## ТЕКСТ ДЛЯ ЧТЕНИЯ
• • • • • • •

Из поставленного мною вопроса и данного ответа недруги эс-эров сделали позднее вывод будто эс-эры рекомендовали идти бунтом против Учредительного Собрания, если оно не будет "ихним". Это никак не соответствовало действительности. В проекте программы, обсуждавшемся па съезде, говорилось о "временной диктатуре", и вопрос мой был направлен к уяснению "необходимости" диктатуры для "проведения желательных реформ", - как значилось в проекте. Об "ограничении" Учредительного Собрания или "бунте" против него не было сказано ни слова, и, могу удостоверить, в мыслях у меня этого не было. Мое уподобление захвата земли "революционному захвату права союзов, свободы слова и т. д." служило иллюстрацией революционной тактики и не касалось программы.

Как бы то ни было, но в 1917-18 гг. случилось то самое, что в пятом году обсуждалось как теоретическая возможность. Большевики "разорвали" формулу "Земля и Воля": захватив власть и разогнав Учредительное Собрание, они сначала отняли у народа волю, а затем забрали у крестьян и землю, им первоначально предоставленную. Тем самым лозунг за землю и волю снова приобрел освободительный, антибольшевистский характер.

Съезд в общем производил хорошее впечатление своей организованностью и высоким уровнем прений. Говорили убежденные люди, знавшие чего они хотят и жизнью своей доказавшие, что слов на ветер - они не бросают. С особенным вниманием и почтительностью прислушивались к словам пожилого Швецова-Пашина и динамичного Евг. Евген. Колосова, который считался отличным оратором, красой и надеждой партии. Но на съезде он никак не выделился и был даже недостаточно активен.

• • • • • • •

## ИСХОДНЫЕ ДАННЫЕ
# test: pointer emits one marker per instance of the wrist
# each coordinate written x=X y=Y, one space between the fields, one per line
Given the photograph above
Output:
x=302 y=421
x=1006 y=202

• • • • • • •

## ЗАДАНИЯ
**1.** Перечислите все действия, которые, согласно тексту для чтения, совершили большевики в 1917–18 гг.
**2.** Ответьте по тексту для чтения на три вопроса:
(а) В каких годах случилось то, что в пятом году обсуждалось как теоретическая возможность?
(б) О чем говорилось в проекте программы, обсуждавшемся на съезде?
(в) Кто считался отличным оратором, красой и надеждой партии?
**3.** Определите, согласуется ли каждое утверждение с текстом для чтения. Ответьте «да» или «нет» и подтвердите ответ точной цитатой.
(а) В проекте программы говорилось об ограничении Учредительного Собрания.
(б) Съезд производил хорошее впечатление своей организованностью.
(в) Колосов ярко выделился на съезде.

## ОТВЕТЫ С РАЗБОРОМ
**1.**
- Захватили власть.
- Разогнали Учредительное Собрание.
- Отняли у народа волю.
- Забрали у крестьян землю, им первоначально предоставленную.

**2.**
(а) В 1917–18 гг.
(б) О «временной диктатуре».
(в) Евг. Евген. Колосов.

**3.**
(а) Нет: «Об "ограничении" Учредительного Собрания или "бунте" против него не было сказано ни слова».
(б) Да: «Съезд в общем производил хорошее впечатление своей организованностью и высоким уровнем прений».
(в) Нет: «Но на съезде он никак не выделился и был даже недостаточно активен».